▶ [Text excerpt]
%%
[PATCH 1/1] csv: detect end of csv file correctly

Tue Aug 31 22:43:10 BST 2021

Am 31. August 2021 22:18:34 MESZ schrieb Peter Jones <pjones at redhat.com>:
>On Sun, Aug 29, 2021 at 09:12:47PM +0200, Heinrich Schuchardt wrote:
>> Shim produces random failures like
>> 
>>     sbat.c:46:parse_sbat_section() row->n_columns:0 SBAT_SECTION_COLUMNS:6
>>     Could not parse .sbat section data: Invalid Parameter
>> 
>> Adding debug statements shows output like
>> 
>>     csv.c:60:parse_csv_data() sbat[0x0]:
>>     sbat,1,SBAT Version,sbat,1,https://github.com/rhboot/shim/blob/main/SBAT.md
>>     shim,1,UEFI shim,shim,1,https://github.com/rhboot/shim
>> 
>>     csv.c:16:parse_csv_line() line:
>>     sbat,1,SBAT Version,sbat,1,https://github.com/rhboot/shim/blob/main/SBAT.md
>>     csv.c:35:parse_csv_line() n_columns 6
>>     csv.c:16:parse_csv_line() line:
>>     shim,1,UEFI shim,shim,1,https://github.com/rhboot/shim
>>     csv.c:35:parse_csv_line() n_columns 6
>>     csv.c:16:parse_csv_line() line:
>> 
>>     csv.c:35:parse_csv_line() n_columns 0
>>     csv.c:16:parse_csv_line() line:
>> 
>>     csv.c:35:parse_csv_line() n_columns 0
>>     csv.c:16:parse_csv_line() line:
>
>I agree with your patch and with the summary below, but the above could
>use some improvement.  Under what conditions does it fail?  What makes
>you categorize the failures as "random"? 

When rebooting my board it sometimes failed and sometimes not while using the same images.

 What do we need to have in the
>.sbat section to make it fail this way? 

It does not depend on the content of .sbat which was always the same but on the undefined content of the memory following the loaded image.

As only 0x0d and 0x0a are recognized as line end and 0x00 is not, a "line" starting with 0x00  may end in nirvana after .sbat wherever 0x0d or 0x0a is hit.

Adding 0x00 to the list of line endings could improve the patch.

 What could we add to test-csv.c
>or test-sbat.c to make it reproduce the and thus verify that it is in
>fact fixed and stays that way?
%%
▶ [Given data]
%%
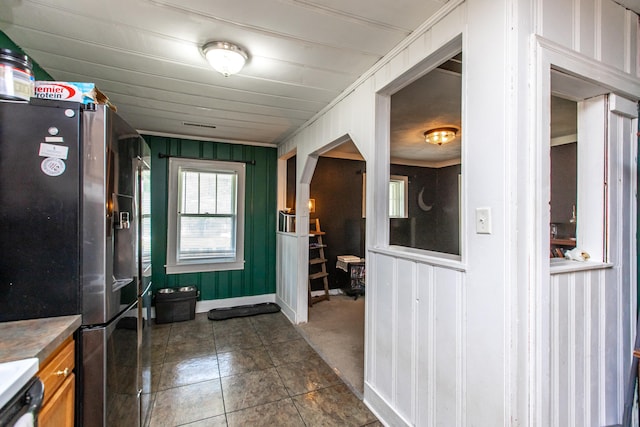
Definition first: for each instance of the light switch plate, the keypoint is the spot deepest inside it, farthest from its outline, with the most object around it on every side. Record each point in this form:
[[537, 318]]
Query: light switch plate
%%
▶ [Exercise tasks]
1. Return everything from "What do we need" down to "0x0a is hit." in the shim CSV patch thread, copied word for word.
2. In the shim CSV patch thread, which two byte values are recognized as line endings?
3. Please write what comes next in the shim CSV patch thread, picking up after its final sentence.

▶ [Written answers]
1.
What do we need to have in the
>.sbat section to make it fail this way? 

It does not depend on the content of .sbat which was always the same but on the undefined content of the memory following the loaded image.

As only 0x0d and 0x0a are recognized as line end and 0x00 is not, a "line" starting with 0x00  may end in nirvana after .sbat wherever 0x0d or 0x0a is hit.

2. 0x0d and 0x0a.

3.
We need to define an appropriate array of bytes after the CSV file.

Thanks for reviewing.

I will start working on the test cases.

Best regards

Heinrich

>
>> In parse_csv_data() variable 'line' is a pointer with a value between
>> the values of 'data' and 'data_end'.
>> 
>> There is no reason to check that that it is non-zero after assigning it
>> from 'data' as we already check 'data'.
>> 
>> Instead after each line we must check that we have not reached the end of
>> the file marked by a '\0' character.
>> 
>> Signed-off-by: Heinrich Schuchardt <heinrich.schuchardt at canonical.com>
>> ---
>>  csv.c | 4 ++--
>>  1 file changed, 2 insertions(+), 2 deletions(-)
>> 
>> diff --git a/csv.c b/csv.c
>> index f6b37f1..b716632 100644
>> --- a/csv.c
>> +++ b/csv.c
>> @@ -63,10 +63,10 @@ parse_csv_data(char *data, char *data_end, size_t n_columns, list_t *list)
>>  
>>  	max = (uintptr_t)end - (uintptr_t)line + (end > line ? 1 : 0);
>>  
>> -	if (line && is_utf8_bom(line, max))
>> +	if (is_utf8_bom(line, max))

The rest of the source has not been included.